▶ **WHAT IS EXPECTED**
Please say whether each of these statements agrees with the restaurant review: (a) the lengua tacos were the only decent thing, (b) the camarones rancheros came mixed with rice, (c) the tres leches was very moist. Answer yes or no for each, and quote the words from the review that decide it.

Beans and rice have the flavor of a pesticide. Not just any pesticide, but the kind used to kill only the fiercest of roaches. I have never had beans nor rice that taste this bad. The flavor is not comparable to anything, but the emotion is only comparable to that of returning to Taco Bell after not eating there for a decade. If you haven't experienced that feeling, I hope you never do. Consider yourself a very lucky person.
The camarones rancheros were mixed with french fries. Who thought to mix shrimp with french fries? And after disgusting inventions like that, people here comment that this is "authentic" Mexican food? Either they've been eating from a garbage can in Tijuana (in which case, they aren't lying about authenticity, but what else have you tried mixing shrimp with? A syringe?) or they simple don't care. The only decent thing here was the lengua tacos. Simple, no frills, decent lengua. For desert, tried the tres leches. It's a relatively simple dessert that I didn't think would be easy to mess up, but it was "the worst" (grumpy cat voice). Barely moist, tasted like a synthetic mix cake from Walmart. Just horrible.

▶ **INFORMATION SHOWN**
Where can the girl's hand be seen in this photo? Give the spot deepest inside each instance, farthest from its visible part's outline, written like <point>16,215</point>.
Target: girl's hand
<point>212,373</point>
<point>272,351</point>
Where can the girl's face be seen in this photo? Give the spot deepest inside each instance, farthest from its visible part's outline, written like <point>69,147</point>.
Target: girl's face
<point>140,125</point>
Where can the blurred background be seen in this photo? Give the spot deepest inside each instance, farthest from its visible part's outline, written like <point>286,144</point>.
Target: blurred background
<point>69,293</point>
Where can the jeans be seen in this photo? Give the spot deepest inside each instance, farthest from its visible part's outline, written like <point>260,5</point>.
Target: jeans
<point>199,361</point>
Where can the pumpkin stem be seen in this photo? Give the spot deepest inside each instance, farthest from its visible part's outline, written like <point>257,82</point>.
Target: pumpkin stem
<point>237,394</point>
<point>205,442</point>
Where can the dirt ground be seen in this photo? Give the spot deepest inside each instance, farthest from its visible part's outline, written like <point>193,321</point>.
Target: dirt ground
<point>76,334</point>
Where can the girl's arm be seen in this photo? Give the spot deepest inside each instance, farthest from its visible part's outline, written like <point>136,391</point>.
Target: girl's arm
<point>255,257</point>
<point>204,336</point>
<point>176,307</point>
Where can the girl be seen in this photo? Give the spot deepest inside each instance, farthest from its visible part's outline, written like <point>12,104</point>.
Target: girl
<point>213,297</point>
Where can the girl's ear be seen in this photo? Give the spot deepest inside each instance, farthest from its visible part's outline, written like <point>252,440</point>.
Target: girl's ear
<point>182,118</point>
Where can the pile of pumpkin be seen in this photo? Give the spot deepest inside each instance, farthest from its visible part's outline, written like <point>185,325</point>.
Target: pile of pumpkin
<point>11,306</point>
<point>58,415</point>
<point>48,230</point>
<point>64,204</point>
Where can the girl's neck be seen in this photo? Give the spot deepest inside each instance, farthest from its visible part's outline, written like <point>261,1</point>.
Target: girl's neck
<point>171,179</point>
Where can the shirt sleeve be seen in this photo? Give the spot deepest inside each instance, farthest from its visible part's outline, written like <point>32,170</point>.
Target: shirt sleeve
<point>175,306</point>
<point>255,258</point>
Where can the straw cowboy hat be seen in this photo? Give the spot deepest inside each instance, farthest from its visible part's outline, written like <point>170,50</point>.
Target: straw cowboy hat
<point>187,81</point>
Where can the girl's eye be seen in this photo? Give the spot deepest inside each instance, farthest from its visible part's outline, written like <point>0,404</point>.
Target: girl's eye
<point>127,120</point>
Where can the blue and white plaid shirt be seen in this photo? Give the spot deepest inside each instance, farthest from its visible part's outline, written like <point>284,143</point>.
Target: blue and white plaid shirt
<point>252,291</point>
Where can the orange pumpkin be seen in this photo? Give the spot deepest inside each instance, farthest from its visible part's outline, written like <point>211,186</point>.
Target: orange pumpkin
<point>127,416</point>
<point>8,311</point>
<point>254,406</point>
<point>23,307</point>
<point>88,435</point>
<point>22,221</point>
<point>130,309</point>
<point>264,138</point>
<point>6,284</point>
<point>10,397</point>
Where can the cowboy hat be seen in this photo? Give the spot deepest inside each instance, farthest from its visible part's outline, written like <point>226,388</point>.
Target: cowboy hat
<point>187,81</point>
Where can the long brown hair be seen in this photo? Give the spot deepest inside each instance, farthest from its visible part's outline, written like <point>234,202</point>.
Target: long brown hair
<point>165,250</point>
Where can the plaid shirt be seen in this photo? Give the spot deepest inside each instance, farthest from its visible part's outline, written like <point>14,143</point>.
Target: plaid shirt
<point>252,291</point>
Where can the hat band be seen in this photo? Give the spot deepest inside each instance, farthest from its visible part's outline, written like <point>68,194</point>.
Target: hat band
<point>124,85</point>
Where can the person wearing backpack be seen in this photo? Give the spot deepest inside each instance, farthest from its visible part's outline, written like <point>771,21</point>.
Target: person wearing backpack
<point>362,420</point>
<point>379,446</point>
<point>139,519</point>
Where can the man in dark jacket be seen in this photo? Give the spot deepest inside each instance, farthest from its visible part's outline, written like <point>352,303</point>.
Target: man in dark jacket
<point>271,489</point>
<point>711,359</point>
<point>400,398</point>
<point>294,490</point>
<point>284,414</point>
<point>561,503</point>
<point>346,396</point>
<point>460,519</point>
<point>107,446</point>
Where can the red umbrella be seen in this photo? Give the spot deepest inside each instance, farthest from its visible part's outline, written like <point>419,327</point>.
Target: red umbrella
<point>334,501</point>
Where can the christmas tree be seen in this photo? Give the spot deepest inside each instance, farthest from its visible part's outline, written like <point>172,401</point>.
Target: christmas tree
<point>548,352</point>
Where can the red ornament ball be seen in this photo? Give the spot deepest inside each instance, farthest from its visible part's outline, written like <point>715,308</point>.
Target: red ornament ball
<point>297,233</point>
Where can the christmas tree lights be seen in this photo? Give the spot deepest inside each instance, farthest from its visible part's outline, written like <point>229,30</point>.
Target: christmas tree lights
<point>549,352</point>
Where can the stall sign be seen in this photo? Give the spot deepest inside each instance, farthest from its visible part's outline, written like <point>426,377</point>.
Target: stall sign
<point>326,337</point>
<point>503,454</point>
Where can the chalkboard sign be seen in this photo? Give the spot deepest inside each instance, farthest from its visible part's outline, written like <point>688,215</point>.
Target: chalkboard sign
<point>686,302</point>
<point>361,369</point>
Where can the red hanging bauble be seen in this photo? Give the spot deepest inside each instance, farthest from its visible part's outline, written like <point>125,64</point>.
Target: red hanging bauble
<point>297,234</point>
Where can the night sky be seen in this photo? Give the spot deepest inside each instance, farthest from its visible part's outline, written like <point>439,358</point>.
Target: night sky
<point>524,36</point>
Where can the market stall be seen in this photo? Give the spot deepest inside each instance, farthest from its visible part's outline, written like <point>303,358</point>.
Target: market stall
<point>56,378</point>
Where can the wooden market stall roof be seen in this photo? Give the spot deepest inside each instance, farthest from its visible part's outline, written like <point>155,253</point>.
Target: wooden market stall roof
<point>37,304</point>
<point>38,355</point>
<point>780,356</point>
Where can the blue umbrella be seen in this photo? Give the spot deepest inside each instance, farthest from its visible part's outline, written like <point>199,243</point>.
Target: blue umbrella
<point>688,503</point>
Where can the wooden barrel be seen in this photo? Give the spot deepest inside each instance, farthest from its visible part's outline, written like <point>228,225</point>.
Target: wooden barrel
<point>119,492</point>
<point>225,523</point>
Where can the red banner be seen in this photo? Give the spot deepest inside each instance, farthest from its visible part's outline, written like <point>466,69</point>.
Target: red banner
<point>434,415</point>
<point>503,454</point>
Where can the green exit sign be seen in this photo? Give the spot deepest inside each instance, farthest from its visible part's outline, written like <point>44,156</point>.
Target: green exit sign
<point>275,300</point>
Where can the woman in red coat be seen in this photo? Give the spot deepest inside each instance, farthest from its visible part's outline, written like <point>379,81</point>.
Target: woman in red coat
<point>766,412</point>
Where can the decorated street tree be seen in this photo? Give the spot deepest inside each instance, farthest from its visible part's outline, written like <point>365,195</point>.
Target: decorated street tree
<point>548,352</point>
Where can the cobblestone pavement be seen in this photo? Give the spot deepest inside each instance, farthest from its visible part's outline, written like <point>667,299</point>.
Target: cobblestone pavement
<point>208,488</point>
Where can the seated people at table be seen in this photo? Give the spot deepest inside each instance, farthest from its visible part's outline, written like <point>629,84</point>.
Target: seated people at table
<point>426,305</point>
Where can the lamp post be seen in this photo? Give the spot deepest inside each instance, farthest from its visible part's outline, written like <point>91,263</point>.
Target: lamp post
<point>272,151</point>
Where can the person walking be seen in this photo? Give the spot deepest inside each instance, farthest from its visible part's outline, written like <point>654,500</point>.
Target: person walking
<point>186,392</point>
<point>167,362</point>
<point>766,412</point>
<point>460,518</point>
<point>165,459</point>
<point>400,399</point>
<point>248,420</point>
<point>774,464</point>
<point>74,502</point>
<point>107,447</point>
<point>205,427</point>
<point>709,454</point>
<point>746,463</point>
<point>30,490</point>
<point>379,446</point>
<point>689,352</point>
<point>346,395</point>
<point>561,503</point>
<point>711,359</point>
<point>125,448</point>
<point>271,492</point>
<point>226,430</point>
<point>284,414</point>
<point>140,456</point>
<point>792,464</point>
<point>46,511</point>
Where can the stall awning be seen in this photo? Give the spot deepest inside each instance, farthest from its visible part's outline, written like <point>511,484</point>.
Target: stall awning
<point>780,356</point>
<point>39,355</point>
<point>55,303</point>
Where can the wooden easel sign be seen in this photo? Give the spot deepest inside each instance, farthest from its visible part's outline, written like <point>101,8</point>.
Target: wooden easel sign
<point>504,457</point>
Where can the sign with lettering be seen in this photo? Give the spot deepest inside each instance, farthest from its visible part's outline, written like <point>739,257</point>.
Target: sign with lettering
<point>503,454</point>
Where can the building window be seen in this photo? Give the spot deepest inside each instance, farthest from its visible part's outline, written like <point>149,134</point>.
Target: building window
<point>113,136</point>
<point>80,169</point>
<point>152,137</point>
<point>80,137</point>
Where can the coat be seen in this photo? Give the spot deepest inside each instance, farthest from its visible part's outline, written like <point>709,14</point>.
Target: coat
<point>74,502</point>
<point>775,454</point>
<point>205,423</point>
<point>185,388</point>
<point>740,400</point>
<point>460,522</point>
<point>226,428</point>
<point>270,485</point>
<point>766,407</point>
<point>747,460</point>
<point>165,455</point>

▶ **RESULT**
(a) Yes: "The only decent thing here was the lengua tacos."
(b) No: "The camarones rancheros were mixed with french fries."
(c) No: "Barely moist, tasted like a synthetic mix cake from Walmart."